§ What is being asked
Copy each line from the data that has the word "instance" in it.

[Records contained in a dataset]
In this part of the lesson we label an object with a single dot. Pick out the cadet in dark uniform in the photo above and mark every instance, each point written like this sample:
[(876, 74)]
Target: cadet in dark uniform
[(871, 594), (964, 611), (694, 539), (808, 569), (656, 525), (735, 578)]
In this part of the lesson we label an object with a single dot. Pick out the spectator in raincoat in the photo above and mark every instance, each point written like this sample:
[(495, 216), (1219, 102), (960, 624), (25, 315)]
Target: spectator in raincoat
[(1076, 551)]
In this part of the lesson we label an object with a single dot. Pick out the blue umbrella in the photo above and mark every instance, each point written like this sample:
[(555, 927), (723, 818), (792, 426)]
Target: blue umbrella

§ Task result
In this part of the lesson we label an object with a single dot. Pick out the cadet in dark uniform in the photo above and mark every instance, each point written like this sample:
In this part of the lesson we label an object with a single dot. Pick out the spectator in raincoat in the photo above and mark every instance, each point written like this sample:
In this part of the lesson we label an object with a single dot. Pick out the blue umbrella in the photo above and mark every instance, each point written like this sample:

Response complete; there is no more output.